Report every line of the material that contains the string "white", copying each such line in full.

Input for this task »
* START *

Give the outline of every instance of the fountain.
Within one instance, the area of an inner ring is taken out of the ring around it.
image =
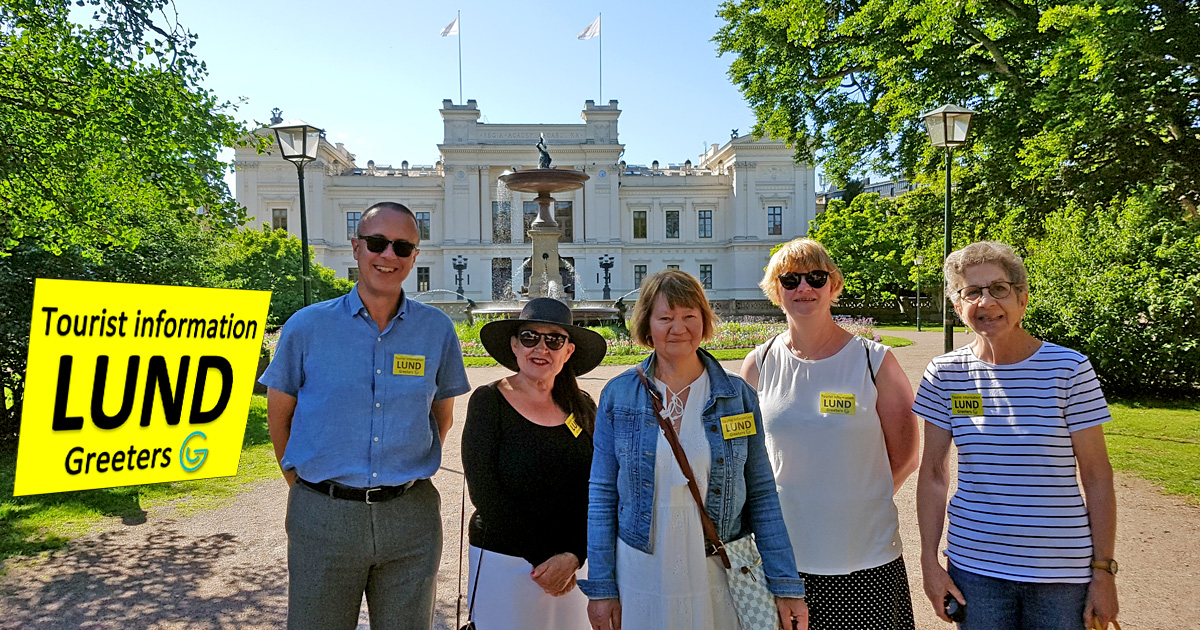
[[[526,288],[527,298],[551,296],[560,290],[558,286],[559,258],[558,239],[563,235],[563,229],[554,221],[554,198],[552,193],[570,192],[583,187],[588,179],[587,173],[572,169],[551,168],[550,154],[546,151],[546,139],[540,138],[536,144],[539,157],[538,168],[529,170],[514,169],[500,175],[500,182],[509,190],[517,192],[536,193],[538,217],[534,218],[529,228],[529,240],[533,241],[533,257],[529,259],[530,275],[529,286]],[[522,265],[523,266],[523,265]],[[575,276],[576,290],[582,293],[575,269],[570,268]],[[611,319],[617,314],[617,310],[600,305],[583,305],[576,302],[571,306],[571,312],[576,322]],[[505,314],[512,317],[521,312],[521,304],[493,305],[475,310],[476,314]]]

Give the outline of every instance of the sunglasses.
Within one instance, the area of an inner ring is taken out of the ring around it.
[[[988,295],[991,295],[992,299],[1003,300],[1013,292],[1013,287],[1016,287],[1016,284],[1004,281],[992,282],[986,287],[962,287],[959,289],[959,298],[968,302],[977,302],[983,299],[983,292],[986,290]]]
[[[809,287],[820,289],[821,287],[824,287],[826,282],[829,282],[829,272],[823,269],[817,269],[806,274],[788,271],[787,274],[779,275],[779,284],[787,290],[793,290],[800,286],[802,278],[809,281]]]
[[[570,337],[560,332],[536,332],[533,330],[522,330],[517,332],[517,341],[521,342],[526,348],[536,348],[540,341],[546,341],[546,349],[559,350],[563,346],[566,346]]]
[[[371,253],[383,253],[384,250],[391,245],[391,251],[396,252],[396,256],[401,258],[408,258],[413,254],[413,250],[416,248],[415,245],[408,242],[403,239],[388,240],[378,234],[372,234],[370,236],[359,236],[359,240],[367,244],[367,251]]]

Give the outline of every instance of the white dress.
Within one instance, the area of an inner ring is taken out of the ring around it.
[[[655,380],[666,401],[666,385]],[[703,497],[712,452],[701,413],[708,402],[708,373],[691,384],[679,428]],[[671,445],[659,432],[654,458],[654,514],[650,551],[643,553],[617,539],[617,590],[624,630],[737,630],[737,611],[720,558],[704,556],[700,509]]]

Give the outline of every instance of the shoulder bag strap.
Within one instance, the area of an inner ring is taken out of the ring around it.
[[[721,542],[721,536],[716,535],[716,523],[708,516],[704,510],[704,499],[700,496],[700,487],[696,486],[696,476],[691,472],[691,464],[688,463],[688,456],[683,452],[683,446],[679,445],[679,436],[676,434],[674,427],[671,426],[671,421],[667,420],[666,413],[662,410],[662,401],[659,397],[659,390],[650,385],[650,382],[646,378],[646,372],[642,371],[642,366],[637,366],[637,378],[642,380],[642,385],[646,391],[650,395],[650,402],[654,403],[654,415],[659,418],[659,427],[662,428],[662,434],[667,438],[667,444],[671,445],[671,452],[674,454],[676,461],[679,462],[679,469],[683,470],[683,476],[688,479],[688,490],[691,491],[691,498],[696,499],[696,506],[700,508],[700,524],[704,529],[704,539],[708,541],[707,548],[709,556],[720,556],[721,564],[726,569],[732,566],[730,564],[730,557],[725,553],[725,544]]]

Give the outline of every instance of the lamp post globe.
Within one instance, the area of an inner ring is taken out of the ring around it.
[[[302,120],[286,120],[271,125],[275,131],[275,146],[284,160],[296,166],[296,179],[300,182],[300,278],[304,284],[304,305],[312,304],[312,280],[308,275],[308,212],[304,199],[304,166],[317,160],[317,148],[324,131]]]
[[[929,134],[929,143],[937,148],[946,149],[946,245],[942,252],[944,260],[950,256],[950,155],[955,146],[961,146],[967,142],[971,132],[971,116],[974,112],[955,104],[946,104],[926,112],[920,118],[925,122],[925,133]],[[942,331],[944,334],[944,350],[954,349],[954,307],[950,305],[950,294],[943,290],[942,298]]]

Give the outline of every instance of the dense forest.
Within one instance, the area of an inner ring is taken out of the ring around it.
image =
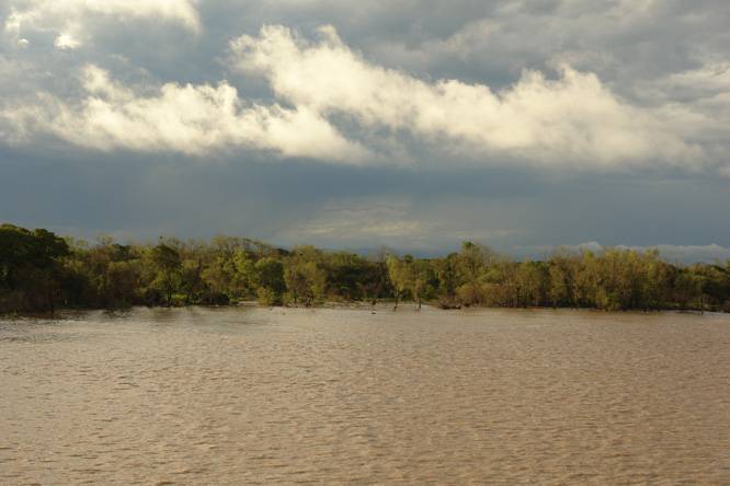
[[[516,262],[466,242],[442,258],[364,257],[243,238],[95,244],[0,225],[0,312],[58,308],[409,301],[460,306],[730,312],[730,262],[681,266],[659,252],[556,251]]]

* END *
* START *

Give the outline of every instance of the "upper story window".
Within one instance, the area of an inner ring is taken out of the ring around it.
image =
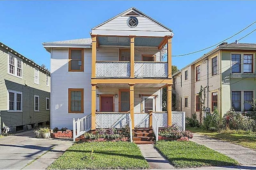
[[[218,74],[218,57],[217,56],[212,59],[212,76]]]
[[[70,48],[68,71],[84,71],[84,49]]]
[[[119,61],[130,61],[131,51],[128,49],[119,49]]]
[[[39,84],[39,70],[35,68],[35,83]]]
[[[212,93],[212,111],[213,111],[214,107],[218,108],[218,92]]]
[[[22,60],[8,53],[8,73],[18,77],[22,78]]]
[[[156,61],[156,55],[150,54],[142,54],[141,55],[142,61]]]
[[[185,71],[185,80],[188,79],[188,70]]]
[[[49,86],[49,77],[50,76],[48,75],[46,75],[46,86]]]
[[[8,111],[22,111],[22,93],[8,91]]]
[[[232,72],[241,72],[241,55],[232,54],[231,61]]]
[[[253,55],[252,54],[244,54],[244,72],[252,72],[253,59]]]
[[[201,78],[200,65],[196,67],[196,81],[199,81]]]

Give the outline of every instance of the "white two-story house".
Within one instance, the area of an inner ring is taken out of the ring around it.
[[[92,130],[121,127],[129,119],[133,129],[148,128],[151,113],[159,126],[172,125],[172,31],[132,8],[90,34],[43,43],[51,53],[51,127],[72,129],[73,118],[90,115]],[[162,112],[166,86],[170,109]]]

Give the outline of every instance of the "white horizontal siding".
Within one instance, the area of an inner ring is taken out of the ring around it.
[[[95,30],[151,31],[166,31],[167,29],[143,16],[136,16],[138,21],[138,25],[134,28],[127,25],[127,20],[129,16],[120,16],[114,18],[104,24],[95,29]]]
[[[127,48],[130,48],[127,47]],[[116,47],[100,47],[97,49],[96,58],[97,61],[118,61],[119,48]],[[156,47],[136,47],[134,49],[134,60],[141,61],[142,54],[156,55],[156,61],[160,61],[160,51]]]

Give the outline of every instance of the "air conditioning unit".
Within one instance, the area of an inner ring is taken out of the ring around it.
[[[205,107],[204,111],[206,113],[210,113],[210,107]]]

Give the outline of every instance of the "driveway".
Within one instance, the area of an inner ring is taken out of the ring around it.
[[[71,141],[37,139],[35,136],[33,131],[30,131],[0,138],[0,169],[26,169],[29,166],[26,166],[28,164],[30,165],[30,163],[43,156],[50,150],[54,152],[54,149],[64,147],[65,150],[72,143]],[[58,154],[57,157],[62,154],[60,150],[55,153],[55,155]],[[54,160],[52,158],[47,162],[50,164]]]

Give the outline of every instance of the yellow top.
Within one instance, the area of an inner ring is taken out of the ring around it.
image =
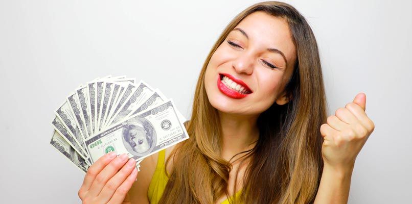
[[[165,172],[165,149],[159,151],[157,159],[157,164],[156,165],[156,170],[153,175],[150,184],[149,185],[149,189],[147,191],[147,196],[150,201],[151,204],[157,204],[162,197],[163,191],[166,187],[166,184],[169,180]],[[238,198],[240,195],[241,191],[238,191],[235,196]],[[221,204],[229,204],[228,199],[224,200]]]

* END *
* START *

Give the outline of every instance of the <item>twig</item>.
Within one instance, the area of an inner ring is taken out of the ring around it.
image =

* END *

Completed exercise »
Give the outline of every instance of the white dress.
Give the outline of every instance of the "white two-story house".
Give the outline of every instance of the "white horizontal siding".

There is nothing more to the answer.